Entrées affichées:
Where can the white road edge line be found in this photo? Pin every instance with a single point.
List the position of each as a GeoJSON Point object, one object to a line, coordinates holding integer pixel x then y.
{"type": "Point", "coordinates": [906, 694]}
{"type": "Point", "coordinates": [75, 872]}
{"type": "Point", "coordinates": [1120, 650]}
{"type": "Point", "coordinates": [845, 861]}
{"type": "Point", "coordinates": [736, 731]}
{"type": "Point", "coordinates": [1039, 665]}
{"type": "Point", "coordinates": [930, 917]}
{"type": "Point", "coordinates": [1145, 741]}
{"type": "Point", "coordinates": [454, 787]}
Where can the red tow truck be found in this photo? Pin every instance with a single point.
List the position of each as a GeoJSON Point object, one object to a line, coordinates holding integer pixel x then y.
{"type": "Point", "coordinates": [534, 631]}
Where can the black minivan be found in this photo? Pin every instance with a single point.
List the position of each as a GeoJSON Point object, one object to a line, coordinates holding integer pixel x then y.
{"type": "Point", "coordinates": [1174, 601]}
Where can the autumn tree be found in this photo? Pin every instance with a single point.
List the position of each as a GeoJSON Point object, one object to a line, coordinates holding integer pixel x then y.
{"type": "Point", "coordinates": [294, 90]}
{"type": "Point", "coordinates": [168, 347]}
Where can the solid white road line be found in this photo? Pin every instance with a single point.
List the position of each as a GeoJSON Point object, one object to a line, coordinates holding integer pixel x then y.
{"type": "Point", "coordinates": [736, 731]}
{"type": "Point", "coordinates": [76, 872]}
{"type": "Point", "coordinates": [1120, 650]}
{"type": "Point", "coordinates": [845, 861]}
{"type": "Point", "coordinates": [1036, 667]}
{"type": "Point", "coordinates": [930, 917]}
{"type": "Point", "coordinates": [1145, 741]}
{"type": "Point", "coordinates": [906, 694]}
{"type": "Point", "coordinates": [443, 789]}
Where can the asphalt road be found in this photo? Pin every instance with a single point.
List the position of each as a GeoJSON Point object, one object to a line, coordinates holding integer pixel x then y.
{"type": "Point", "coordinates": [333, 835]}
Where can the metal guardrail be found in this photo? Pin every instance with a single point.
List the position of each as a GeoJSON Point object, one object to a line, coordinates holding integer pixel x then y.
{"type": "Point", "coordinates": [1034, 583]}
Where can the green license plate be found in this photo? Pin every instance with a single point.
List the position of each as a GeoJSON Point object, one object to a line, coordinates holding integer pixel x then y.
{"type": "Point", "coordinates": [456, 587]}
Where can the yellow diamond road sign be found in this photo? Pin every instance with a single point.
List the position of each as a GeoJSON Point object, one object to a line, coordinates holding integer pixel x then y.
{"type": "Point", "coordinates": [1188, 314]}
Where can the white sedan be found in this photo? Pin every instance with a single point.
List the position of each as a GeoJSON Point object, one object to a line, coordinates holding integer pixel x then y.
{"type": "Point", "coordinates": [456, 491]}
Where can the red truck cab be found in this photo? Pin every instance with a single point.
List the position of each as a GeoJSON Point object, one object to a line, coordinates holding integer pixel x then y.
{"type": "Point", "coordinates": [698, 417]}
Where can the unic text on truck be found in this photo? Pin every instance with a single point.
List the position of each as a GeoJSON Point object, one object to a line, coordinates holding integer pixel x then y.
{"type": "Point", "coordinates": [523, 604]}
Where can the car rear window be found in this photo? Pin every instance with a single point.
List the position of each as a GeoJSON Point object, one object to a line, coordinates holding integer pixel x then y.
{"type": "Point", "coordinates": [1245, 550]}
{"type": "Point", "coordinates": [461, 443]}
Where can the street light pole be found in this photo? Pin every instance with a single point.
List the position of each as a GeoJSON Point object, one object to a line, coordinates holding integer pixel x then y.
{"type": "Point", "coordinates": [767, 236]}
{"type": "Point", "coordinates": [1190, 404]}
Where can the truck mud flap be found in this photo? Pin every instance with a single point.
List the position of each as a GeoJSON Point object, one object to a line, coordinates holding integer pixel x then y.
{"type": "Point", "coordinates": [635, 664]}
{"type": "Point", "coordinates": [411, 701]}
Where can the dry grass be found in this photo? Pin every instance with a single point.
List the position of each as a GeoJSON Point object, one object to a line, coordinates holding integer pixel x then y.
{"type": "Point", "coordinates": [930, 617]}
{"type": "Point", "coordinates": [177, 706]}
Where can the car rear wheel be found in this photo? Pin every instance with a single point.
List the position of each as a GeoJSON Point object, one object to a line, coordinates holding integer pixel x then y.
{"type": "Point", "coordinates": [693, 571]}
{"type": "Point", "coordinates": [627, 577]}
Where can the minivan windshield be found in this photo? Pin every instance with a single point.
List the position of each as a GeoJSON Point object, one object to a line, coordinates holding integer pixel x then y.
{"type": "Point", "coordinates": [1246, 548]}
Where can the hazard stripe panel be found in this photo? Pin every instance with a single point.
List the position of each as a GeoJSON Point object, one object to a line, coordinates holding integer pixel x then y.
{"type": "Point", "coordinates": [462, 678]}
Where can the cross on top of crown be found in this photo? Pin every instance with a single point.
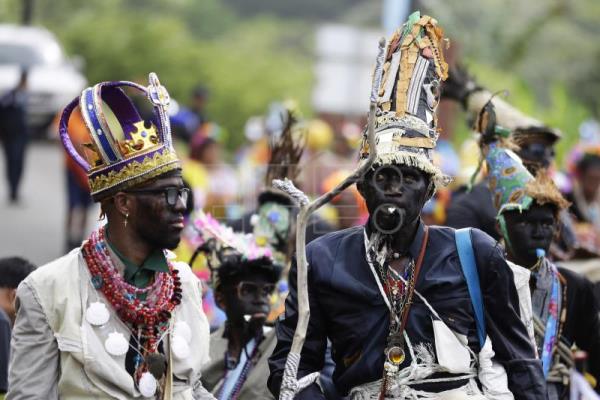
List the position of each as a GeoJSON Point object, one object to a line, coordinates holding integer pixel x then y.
{"type": "Point", "coordinates": [157, 93]}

Consigne: Transforme en CSV à deux colonnes, texte et reponse, les entrées qui vont de la ligne contenant "Where can the cross" jusqu'à la fin des entrées, avec une ligne par entrée, chaque champ entre guillemets et les retours à la ligne remplacés par des espaces. N'inclus pas les images.

Solution:
texte,reponse
"Where can the cross on top of crown be found in this photo? Pin every instance with a single point. List the position of each as a GeoJSON Point object, one object to a line, coordinates holding integer pixel x then y.","{""type"": ""Point"", ""coordinates"": [157, 93]}"